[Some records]
---
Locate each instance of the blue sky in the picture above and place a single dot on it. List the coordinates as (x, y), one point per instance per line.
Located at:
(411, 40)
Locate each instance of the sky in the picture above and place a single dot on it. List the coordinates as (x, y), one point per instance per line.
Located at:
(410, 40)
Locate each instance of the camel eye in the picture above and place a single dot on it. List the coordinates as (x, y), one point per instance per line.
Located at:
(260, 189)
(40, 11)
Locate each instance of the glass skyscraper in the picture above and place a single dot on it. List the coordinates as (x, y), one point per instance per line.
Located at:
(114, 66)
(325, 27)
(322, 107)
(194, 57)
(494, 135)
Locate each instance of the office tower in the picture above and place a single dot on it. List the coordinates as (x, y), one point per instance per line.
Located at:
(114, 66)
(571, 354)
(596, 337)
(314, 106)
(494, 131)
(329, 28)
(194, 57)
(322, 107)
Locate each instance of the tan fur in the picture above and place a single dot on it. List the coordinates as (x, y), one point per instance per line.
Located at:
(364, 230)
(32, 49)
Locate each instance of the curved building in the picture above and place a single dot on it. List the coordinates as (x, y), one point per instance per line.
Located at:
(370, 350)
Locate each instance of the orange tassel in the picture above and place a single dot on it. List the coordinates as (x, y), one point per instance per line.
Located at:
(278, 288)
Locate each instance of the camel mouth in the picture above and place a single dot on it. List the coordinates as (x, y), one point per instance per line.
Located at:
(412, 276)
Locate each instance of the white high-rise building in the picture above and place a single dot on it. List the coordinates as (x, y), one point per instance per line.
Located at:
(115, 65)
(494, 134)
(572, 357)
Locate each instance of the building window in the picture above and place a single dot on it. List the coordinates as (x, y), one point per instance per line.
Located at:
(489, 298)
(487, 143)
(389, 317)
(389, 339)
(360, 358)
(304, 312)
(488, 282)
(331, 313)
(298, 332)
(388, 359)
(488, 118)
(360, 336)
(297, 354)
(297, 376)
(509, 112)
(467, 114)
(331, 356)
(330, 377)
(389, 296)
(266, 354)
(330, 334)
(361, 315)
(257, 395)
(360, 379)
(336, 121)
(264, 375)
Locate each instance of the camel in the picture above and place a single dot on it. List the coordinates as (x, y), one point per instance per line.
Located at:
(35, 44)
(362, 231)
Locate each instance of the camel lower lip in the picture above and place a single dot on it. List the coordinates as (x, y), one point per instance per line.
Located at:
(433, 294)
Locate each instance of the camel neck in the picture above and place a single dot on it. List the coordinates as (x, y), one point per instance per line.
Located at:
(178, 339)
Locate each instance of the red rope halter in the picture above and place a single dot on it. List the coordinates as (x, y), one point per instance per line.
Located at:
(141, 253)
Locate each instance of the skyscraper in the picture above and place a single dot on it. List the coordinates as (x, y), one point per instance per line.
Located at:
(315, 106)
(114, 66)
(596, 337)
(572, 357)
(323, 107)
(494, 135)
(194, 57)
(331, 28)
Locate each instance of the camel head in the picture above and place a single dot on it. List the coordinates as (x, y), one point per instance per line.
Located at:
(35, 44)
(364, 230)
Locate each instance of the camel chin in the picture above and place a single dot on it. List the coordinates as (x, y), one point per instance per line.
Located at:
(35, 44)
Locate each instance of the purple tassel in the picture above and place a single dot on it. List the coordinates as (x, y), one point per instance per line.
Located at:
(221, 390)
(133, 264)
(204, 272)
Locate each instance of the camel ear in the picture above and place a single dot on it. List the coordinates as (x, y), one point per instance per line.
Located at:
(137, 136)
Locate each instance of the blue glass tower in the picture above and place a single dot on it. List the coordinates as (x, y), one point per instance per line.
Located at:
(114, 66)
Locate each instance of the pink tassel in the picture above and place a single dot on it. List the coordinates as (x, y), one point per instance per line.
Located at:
---
> _DIRECTIONS FOR THIS TASK_:
Leave out every line before the one containing "Locate each instance of the camel head"; set down that line and all remaining lines of the material exactly.

> _RESPONSE TO THE TASK_:
Locate each instance of the camel head in the picture above and place a single dot on it. List the coordinates as (x, y), one point per instance per line.
Located at:
(35, 44)
(364, 230)
Locate each instance of the camel chin in the picture above and place a single dot on it. List the coordinates as (x, y), one point per instance per line.
Located at:
(35, 44)
Locate each instance of the purple tassel in the picture above and place a single dot on it. List the coordinates as (x, y), one point per instance per line.
Located at:
(221, 390)
(133, 264)
(204, 272)
Locate each instance of the camel ear in the picture above and place a single dot on it. List the coordinates as (x, y), one point per instance per line.
Located at:
(137, 136)
Locate each instance of the blue glass tower in the picture above and place a single dot on it. List the coordinates as (x, y), one point per instance per line.
Located at:
(114, 66)
Locate each instance of the pink tassel in the picture above and place a single dot on it. List the coordinates as (x, y), one point per instance per line.
Located at:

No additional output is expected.